> **What to do**
Transcribe all of the records word for word, but omit the pictures.
====== Exercise inputs
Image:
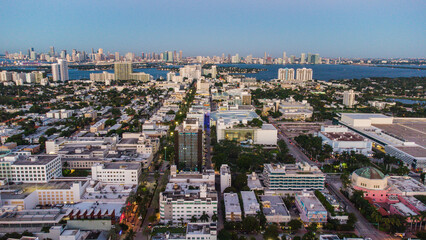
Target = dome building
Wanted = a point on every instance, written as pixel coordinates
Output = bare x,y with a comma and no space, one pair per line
372,182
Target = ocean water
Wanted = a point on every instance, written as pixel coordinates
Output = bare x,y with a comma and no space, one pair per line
320,72
329,72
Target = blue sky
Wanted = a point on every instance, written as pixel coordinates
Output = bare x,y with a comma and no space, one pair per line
333,28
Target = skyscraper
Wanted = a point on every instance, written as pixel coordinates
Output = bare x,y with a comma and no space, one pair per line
304,74
63,68
122,70
52,51
302,58
286,74
316,59
63,54
349,98
310,59
55,72
189,145
169,56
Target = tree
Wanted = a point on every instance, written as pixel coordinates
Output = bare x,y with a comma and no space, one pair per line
262,219
51,131
204,217
255,122
42,141
271,232
295,225
309,236
250,224
240,181
130,235
224,235
214,217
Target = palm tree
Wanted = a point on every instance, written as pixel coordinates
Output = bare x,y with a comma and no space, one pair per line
193,218
411,221
204,217
131,234
214,217
422,218
377,218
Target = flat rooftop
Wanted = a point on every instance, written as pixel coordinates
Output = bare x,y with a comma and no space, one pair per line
343,136
411,130
229,115
365,115
404,209
129,141
110,206
36,160
249,201
406,184
274,205
415,151
123,165
232,204
311,202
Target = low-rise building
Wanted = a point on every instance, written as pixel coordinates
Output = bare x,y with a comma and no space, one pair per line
253,182
180,202
343,140
310,208
35,169
207,231
232,207
225,177
274,209
299,176
122,173
250,204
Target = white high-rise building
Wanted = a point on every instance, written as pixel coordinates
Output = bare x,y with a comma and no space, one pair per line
349,98
225,177
63,68
286,74
302,58
214,71
304,74
55,72
191,72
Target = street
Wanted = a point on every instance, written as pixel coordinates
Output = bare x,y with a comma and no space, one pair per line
362,226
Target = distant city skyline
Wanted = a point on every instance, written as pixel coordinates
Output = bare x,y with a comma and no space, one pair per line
331,28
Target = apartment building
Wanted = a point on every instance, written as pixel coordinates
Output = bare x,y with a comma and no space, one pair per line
232,207
116,172
297,176
180,202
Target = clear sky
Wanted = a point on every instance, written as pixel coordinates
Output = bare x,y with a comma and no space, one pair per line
333,28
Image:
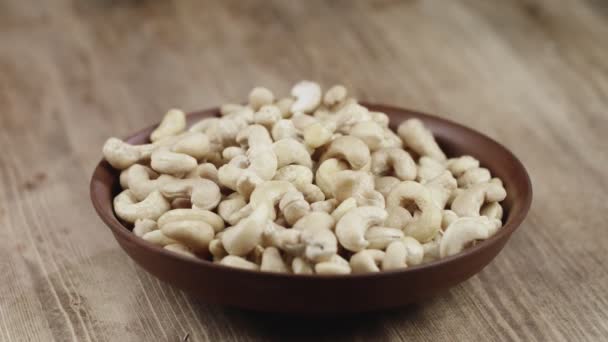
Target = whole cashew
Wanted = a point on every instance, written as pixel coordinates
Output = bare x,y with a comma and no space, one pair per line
143,226
301,266
394,159
293,206
366,261
398,217
371,133
334,95
267,116
460,165
180,249
326,206
386,184
380,237
343,208
272,261
441,188
129,209
420,139
239,262
290,151
317,134
121,155
203,193
247,234
194,144
462,232
403,253
469,201
284,129
351,228
426,226
429,168
165,161
140,183
260,96
308,97
349,148
295,174
474,176
326,173
173,123
335,265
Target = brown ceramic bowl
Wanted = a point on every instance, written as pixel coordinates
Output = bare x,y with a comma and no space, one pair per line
304,294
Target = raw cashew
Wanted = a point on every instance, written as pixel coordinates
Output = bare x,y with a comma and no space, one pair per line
129,209
238,262
343,208
386,184
272,261
301,266
429,168
290,151
398,217
194,144
173,123
441,188
143,226
165,161
380,237
284,129
308,97
157,237
367,260
203,193
293,206
317,134
295,174
349,148
325,176
259,97
140,182
370,133
474,176
447,217
426,226
121,155
334,95
458,166
180,249
242,238
351,228
469,202
396,160
462,232
420,139
327,206
335,265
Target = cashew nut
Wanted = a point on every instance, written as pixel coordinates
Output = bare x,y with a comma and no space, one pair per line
308,97
426,226
173,123
351,228
420,139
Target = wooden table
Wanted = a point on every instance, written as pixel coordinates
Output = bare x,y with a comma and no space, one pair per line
531,74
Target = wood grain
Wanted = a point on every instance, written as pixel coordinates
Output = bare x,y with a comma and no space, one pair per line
532,74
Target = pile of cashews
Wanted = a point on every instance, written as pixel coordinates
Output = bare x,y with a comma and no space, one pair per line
312,183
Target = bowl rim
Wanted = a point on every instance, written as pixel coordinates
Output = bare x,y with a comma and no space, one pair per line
513,222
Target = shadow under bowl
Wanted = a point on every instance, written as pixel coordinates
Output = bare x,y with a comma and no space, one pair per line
302,294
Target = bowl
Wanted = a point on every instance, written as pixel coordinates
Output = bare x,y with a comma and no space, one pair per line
330,295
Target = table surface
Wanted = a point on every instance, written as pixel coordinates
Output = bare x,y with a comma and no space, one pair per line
531,74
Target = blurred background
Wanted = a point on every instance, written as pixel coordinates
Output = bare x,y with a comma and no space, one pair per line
532,74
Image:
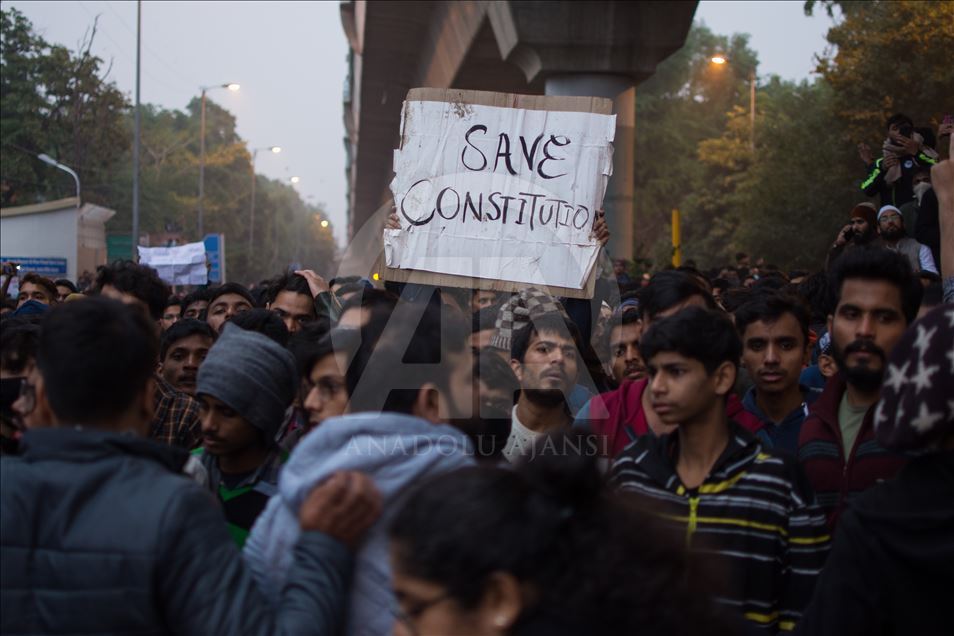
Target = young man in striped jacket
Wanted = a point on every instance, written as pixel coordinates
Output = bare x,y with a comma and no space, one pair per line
739,505
878,296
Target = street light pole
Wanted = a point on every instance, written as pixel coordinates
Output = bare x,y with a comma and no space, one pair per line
45,158
137,133
752,110
232,87
251,211
201,163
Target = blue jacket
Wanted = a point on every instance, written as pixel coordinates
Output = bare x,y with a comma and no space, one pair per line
782,435
101,535
396,450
============
> **Solution below**
Image:
Target = dome building
Wanted = a point on every instance, written as pixel coordinates
Output = bare x,y with a comma and no space, one pair per line
372,182
Target = ocean water
Wanted = a point on every instance, written as pixel coordinates
Output = bare x,y with a comma and no space, one pair per line
320,72
329,72
Target = blue sky
Wanted = a point on every instance, written as pixel coordinates
Output = bare x,y with a comma and no space, one pair per line
333,28
Target = skyscraper
Wanted = a point on every instance, written as pixel coordinates
Output = bare x,y with a comma and no space, one pair per line
304,74
63,68
122,70
52,51
302,58
286,74
316,59
63,54
349,98
310,59
55,72
189,145
169,56
Target = tree
Wanted = a point on every instance, written as pixel coordinates
Output = bare x,y with a comma and no space, one pair per line
262,219
51,131
204,217
255,122
42,141
271,232
295,225
309,236
250,224
240,181
130,235
224,235
214,217
Target = palm tree
Wanted = a point on every instance, written as pixel coordinates
Output = bare x,y with a comma and no space, one pair per line
193,218
411,221
204,217
131,234
214,217
422,218
377,218
Target = flat rooftop
Wanted = a point on every instance, written as pixel coordinates
Output = bare x,y with a comma and no space, one pair per line
343,136
411,130
229,115
365,115
404,209
129,141
110,206
36,160
249,201
406,184
274,205
415,151
123,165
232,204
311,202
Target = low-rise building
Wanted = a point on every instance, written as pixel coordinates
Output = bare x,y with a comma and no space, one pair per line
253,182
180,202
343,140
310,208
35,169
207,231
232,207
225,177
274,209
299,176
122,173
250,204
Target = white high-rise building
Wanted = a point on every instance, written as pixel coordinates
Output = bare x,y with a comma and no space, one pair per line
349,98
225,177
63,68
286,74
302,58
214,71
304,74
55,72
191,72
Target = street
Wanted = a point on every instance, written as pixel coordinates
Output = bare x,y with a comma and no space, one pair per line
362,226
Target = distant city skyline
Wanted = a point on every instance, written as pixel coordinates
Output = bare x,y with a comma and no space, one pair per line
331,28
Target = apartment building
Wanted = a point on every instance, written as pixel coordinates
Output = bare x,y with a comma and no space, one pair per line
232,207
116,172
297,176
180,202
Target = clear sky
Wanted = a point on every instance, written as pixel coordinates
Output = bare x,y with a comma and no space, one pair per line
333,28
Image:
Target = whole cashew
Wanted = a point on every instance, written as pixel coordinates
Output = bare x,y with a comma and no space, one pair per line
143,226
301,266
394,159
293,206
366,261
398,217
371,133
334,95
267,116
460,165
180,249
326,206
386,184
380,237
343,208
272,261
441,188
129,209
420,139
239,262
290,151
317,134
121,155
203,193
247,234
194,144
462,232
403,253
469,201
284,129
351,228
426,226
429,168
165,161
140,183
260,96
308,97
349,148
295,174
474,176
326,173
173,123
335,265
Target = brown ceramic bowl
Wanted = a point on every instance, written as pixel coordinates
Output = bare x,y with a comma and no space, one pair per line
304,294
Target = raw cashew
Wanted = a point on every instance, written as pixel coordinates
Output = bare x,y with a comma and no space, one pair per line
129,209
238,262
343,208
386,184
272,261
301,266
429,168
290,151
398,217
194,144
173,123
441,188
143,226
165,161
380,237
284,129
308,97
157,237
367,260
203,193
293,206
317,134
295,174
349,148
325,176
259,97
140,182
370,133
474,176
447,217
426,226
121,155
334,95
458,166
180,249
242,238
351,228
469,202
396,160
462,232
420,139
327,206
335,265
Target = cashew nut
Wanted = a point on every instance, written as pixel coordinates
Output = bare x,y with a comma and no space, one pair per line
308,97
426,226
173,123
351,228
420,139
Target = wooden table
Wanted = a point on every instance, written as pixel coordinates
Output = bare x,y with a comma and no space, one pair per line
531,74
Target = wood grain
Wanted = a point on every instance, written as pixel coordinates
Output = bare x,y with a comma and no space, one pair per line
532,74
Target = pile of cashews
Wanted = a point on every instance, written as pixel coordinates
Output = bare x,y with a comma and no space, one pair per line
312,183
Target = bowl rim
Wanted = a point on every instance, written as pixel coordinates
Output = bare x,y with a comma and no space, one pair per line
513,222
Target = shadow under bowl
Wanted = a point on every instance, written as pixel coordinates
Output = bare x,y with a comma and no space, one pair per line
302,294
Target = bowl
Wanted = a point on every instance, written as pixel coordinates
Output = bare x,y with a comma and no space, one pair per line
330,295
Target = table surface
Wanted = a point on every instance, written as pixel coordinates
Output = bare x,y with a comma and no space, one pair per line
531,74
Target = blurred background
Wanted = a point on every instance, written as pixel coordinates
Output = bare x,y with a comma and no space, one pair per line
532,74
Image:
Target = young man in striped jacket
Wanted = a point on every instance, written as pixel coordinates
Output = bare x,y with a comma and no space, one pair per line
739,505
878,296
Target = street light pole
Wanted = a point on every instance, written as pixel coordinates
Output = bare x,y with a comma and no space, one pair per line
45,158
137,133
752,110
232,87
251,211
201,163
Target = blue jacket
Wanted = a point on every instance, written as pixel coordinates
Output = bare x,y with a comma and no space, one pair per line
782,435
101,535
396,450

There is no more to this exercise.